Pull out each line of the material below that contains the string "celtics". Case counts, so skip lines where the letters differ in capitalization.

+ + + + +

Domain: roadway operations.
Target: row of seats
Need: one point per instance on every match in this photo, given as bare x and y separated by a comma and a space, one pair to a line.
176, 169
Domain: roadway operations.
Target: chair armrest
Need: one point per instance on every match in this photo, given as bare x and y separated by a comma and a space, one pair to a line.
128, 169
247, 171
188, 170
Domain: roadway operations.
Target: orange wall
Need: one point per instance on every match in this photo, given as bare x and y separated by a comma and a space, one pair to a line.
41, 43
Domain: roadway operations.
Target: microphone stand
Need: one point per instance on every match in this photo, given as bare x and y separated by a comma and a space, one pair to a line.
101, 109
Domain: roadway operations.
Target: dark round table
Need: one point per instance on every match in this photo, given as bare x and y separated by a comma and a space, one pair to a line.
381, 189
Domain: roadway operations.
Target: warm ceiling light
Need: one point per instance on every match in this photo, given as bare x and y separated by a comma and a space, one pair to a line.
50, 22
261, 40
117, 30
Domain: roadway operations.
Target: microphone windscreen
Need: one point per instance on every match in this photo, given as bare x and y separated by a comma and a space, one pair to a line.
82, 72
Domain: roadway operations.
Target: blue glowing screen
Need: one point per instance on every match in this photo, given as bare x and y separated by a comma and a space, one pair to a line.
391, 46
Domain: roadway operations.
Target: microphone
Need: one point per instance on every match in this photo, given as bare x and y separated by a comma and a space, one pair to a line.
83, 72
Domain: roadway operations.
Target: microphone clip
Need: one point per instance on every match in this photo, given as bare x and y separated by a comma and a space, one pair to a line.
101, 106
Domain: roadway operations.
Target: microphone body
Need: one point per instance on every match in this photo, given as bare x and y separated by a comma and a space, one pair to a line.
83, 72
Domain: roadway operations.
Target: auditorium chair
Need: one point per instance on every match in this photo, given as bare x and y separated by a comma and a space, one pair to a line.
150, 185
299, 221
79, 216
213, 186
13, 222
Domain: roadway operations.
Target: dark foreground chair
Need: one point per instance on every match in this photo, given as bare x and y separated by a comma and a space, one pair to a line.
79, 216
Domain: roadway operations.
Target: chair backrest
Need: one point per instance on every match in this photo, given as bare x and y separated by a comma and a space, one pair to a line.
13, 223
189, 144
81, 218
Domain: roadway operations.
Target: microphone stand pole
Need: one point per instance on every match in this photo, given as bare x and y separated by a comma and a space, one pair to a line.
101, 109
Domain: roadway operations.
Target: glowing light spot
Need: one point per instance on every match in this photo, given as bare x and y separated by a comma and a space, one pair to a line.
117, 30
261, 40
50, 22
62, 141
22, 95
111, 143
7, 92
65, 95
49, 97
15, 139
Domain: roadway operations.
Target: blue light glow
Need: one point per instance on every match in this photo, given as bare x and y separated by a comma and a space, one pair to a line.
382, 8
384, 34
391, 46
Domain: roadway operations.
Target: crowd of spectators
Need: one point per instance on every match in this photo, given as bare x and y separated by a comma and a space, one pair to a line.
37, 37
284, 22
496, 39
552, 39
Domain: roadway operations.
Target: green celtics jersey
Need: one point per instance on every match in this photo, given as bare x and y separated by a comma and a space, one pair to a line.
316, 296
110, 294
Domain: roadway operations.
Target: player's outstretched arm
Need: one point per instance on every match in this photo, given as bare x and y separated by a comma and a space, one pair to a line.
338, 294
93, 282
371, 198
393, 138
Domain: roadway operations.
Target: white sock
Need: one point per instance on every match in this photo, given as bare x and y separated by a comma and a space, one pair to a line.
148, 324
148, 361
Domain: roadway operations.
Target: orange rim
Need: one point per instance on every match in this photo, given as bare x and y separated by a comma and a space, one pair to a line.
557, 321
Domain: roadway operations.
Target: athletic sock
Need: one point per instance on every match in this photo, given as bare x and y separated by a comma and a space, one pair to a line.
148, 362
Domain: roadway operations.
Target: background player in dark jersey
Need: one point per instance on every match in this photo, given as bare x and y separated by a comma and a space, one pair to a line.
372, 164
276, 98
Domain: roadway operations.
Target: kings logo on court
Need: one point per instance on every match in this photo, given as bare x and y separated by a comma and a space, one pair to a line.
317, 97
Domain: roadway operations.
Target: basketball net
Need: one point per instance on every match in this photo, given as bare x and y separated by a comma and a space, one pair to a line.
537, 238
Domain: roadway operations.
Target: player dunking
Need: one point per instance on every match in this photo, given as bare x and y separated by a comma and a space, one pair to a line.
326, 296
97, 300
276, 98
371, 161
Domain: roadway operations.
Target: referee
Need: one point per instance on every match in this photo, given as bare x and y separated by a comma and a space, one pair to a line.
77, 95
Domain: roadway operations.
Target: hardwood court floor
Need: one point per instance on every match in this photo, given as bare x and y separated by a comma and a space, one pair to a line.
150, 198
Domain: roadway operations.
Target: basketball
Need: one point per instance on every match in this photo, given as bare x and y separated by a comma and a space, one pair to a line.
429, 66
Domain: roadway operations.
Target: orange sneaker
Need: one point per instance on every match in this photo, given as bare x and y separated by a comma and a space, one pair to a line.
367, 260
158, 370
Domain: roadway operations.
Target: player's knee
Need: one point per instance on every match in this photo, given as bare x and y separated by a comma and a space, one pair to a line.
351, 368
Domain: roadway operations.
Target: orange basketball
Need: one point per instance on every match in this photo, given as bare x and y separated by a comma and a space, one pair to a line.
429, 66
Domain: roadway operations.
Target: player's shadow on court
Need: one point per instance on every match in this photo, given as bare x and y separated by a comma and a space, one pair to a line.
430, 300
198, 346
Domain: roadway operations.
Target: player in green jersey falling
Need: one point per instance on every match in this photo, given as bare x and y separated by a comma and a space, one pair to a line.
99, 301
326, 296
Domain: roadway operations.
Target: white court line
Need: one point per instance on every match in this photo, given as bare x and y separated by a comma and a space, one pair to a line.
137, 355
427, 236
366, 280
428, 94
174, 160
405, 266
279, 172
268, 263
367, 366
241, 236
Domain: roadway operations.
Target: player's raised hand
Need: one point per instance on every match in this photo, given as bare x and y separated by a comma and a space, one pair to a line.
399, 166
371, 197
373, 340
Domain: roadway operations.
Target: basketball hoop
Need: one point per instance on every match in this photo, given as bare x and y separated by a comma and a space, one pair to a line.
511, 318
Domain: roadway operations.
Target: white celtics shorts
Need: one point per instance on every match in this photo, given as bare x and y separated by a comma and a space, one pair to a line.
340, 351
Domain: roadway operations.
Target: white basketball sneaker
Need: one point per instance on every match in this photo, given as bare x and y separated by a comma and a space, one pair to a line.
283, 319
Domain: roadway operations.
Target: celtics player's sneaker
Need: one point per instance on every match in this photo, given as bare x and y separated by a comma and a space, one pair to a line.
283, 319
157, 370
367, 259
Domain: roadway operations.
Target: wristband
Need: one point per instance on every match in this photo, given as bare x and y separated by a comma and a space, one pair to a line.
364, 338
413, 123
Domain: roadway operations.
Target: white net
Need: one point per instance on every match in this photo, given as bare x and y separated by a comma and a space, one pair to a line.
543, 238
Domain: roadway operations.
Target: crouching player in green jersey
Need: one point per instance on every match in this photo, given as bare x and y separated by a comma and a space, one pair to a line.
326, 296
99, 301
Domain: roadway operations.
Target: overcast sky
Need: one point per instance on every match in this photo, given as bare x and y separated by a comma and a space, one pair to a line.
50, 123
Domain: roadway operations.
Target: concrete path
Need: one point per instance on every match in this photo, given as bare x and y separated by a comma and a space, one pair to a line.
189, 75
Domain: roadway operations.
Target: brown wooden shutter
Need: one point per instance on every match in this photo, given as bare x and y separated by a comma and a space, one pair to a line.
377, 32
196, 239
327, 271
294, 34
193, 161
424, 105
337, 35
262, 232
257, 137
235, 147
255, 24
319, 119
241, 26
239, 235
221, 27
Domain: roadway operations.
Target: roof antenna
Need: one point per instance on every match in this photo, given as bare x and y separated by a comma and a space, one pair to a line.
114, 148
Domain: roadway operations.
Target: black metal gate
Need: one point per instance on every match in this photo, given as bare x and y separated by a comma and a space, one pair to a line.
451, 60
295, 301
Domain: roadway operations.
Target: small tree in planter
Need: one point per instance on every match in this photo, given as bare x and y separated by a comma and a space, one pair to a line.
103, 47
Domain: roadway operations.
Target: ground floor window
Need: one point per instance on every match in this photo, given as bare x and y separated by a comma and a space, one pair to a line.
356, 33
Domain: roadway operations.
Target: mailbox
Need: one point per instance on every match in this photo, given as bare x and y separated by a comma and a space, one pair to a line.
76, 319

+ + + + +

Problem solution
Target: green celtics jersey
Target: white celtics shorts
Target: celtics player's sneaker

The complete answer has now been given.